--- Begin Page excerpt ---

1. Generate Calibration Data:

Generate the required calibration files for the FlightMatrix simulator:

python MakeCalibFile.py

2. Run with FlightMatrix:

Execute the following script to run Visual SLAM in the FlightMatrix simulation:

python FlightMatrix_Odometry.py

3. Run with KITTI Dataset:

For testing with the KITTI dataset, run:

python KITTI_Dataset_Odometry.py

πŸ“š Documentation: VisualOdometry Class

The VisualOdometry class is the heart of this system, performing monocular visual odometry using ORB features, FLANN-based matching, and RANSAC-based essential matrix estimation.

Here’s how you can use the VisualOdometry class for your SLAM pipeline:

Key Class Components

  1. Import Required Modules:
import numpy as np      # Numerical operations
import cv2              # OpenCV for image processing
import torch            # PyTorch for GPU acceleration
import threading        # For multi-threading support in optimization

Visual Odometry Class Documentation

This class performs Visual Odometry using ORB features and FLANN-based matching. It includes functionality for bundle adjustment, camera calibration loading, and essential matrix computation using RANSAC.

Class Attributes:

  • bundle_adjustment_learning_rate (float): Learning rate for bundle adjustment, influencing convergence speed during optimization.
  • device (torch.device): The device on which the computations are performed (CPU or GPU). Automatically set to GPU if available, otherwise defaults to CPU.
  • bundle_adjustment_steps (list): A list of steps for bundle adjustment to control the number of iterations or refinement processes.
  • bundle_adjustment_epochs (int): The number of epochs for bundle adjustment.
  • bundle_adjustment_loss_tolerance (float): Tolerance for early stopping in bundle adjustment based on loss convergence.
  • bundle_adjustment_threads (dict): A dictionary storing bundle adjustment threads, used to parallelize adjustments.
  • lock (threading.Lock): A threading lock for synchronization during bundle adjustment, preventing race conditions.
  • estimated_poses (list): A list of estimated camera poses across frames, representing the camera trajectory.
  • points_3d (list): A list of 3D world points reconstructed from the 2D features.
  • observations (list): A list of 2D observations corresponding to keypoints detected in frames.
  • K (numpy.ndarray): Camera intrinsic matrix, used to convert between pixel and world coordinates.

--- End Page excerpt ---
--- Begin Provided data ---

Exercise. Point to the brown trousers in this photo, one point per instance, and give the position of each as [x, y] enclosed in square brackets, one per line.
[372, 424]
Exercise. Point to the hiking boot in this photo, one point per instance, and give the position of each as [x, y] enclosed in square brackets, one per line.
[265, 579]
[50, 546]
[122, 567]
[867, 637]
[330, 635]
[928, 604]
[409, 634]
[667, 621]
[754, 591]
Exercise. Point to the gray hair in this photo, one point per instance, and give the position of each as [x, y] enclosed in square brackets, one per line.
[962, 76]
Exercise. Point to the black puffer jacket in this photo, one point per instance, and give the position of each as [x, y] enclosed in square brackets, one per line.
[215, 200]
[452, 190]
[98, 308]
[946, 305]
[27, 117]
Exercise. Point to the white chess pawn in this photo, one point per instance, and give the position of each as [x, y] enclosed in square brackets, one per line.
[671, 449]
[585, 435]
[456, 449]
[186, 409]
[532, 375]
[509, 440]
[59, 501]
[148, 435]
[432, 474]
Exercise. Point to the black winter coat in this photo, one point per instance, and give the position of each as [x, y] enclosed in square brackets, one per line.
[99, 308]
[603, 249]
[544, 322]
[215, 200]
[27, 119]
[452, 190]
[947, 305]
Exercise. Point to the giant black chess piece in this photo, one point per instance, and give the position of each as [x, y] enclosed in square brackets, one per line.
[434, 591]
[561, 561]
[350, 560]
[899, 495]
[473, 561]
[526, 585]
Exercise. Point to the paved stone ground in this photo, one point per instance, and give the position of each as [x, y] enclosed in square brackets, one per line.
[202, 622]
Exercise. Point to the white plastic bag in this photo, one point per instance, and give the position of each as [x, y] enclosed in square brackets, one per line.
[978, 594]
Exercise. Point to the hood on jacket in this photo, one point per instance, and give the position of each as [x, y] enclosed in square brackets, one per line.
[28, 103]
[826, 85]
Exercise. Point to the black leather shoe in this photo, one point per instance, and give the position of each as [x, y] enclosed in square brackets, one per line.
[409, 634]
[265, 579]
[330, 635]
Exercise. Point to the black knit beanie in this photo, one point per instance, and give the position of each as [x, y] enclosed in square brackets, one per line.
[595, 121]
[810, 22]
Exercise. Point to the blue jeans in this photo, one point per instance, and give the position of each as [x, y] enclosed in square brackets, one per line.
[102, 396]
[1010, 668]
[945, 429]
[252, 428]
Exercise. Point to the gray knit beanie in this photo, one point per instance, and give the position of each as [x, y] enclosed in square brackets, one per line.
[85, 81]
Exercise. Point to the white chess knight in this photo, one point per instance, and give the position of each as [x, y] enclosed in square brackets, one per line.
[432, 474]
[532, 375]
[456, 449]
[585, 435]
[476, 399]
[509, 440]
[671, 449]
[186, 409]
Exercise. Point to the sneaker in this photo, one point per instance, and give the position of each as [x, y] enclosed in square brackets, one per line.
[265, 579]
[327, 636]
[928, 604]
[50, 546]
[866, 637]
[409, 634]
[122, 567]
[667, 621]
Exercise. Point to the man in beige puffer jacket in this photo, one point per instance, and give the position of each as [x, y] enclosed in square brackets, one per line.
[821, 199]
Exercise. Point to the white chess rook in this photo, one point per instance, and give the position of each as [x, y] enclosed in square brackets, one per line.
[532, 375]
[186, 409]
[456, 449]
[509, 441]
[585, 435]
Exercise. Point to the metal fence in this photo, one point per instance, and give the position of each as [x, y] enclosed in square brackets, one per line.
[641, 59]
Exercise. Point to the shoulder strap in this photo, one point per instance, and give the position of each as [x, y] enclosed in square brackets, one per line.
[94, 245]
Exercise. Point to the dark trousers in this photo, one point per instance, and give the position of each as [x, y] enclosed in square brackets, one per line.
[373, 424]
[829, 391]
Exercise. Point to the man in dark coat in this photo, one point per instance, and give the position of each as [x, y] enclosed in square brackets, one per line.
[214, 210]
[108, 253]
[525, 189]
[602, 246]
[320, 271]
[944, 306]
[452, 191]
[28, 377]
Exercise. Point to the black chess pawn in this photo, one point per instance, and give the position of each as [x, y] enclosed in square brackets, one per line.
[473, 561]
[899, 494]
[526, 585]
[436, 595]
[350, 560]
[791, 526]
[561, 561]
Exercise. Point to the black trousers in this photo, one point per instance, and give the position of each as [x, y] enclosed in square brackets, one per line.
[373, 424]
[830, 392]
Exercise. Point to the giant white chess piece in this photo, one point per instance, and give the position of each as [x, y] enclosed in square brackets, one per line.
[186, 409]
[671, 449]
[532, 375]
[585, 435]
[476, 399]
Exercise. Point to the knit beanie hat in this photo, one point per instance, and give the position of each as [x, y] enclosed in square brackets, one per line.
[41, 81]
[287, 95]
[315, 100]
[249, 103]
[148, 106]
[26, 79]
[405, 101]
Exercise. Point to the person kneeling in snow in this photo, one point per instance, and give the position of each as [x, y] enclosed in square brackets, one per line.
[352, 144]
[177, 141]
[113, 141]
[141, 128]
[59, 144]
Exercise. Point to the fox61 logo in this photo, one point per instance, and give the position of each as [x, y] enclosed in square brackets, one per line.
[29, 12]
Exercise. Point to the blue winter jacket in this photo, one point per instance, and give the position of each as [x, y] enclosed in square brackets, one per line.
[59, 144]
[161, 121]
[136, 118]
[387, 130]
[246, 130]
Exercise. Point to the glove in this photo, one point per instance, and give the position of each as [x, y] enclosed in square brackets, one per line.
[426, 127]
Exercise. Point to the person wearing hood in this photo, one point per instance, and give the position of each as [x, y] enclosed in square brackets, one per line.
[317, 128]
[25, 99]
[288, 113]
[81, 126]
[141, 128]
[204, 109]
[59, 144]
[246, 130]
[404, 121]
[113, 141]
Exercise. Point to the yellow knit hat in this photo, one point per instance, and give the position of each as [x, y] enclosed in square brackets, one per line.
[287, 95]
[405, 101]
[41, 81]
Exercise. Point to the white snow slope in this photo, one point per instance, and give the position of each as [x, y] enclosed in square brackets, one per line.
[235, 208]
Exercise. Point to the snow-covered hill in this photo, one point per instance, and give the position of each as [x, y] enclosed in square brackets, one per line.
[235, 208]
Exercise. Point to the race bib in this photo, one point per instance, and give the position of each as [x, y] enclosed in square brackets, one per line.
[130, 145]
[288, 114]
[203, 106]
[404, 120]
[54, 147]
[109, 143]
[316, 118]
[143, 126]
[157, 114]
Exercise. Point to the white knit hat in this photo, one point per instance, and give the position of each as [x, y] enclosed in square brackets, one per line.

--- End Provided data ---

Written task A - List the modules imported in the visual odometry documentation.
Written task B - Carry on the visual odometry documentation from its last line.

Written answer A - numpy (as np), cv2, torch, threading

Written answer B -
  • P (numpy.ndarray): Projection matrix used for mapping 3D world points to 2D image coordinates.
  • orb (cv2.ORB): ORB feature detector and descriptor used to identify and describe keypoints in each frame.
  • flann (cv2.FlannBasedMatcher): FLANN-based matcher used for matching keypoints between consecutive frames.
  • ratio_test_threshold (float): Threshold for ratio test during FLANN matching, used to filter out unreliable matches.
  • knn_match_num (int): The number of nearest neighbors to find during FLANN matching.
  • prev_img (numpy.ndarray): The previous image frame for tracking keypoints and computing relative motion.
  • prev_keypoints (list): List of keypoints in the previous frame.
  • prev_descriptors (numpy.ndarray): Descriptors of the keypoints in the previous frame.
  • display_frame (numpy.ndarray): The current frame for displaying keypoints, useful for visualization.

Additional Attributes:

  • image_sharpen_kernel (numpy.ndarray): Kernel used for sharpening the image, which enhances the clarity of features in the frame.
  • sharpening (bool): Flag to enable or disable image sharpening before feature detection.
  • findEssentialMat_method (int): The method for finding the essential matrix. Common options include cv2.RANSAC or cv2.LMEDS.
  • findEssentialMat_prob (float): Probability parameter for RANSAC in finding the essential matrix.
  • findEssentialMat_threshold (float): Threshold parameter for RANSAC, controlling the maximum reprojection error allowed for a match to be considered in the model.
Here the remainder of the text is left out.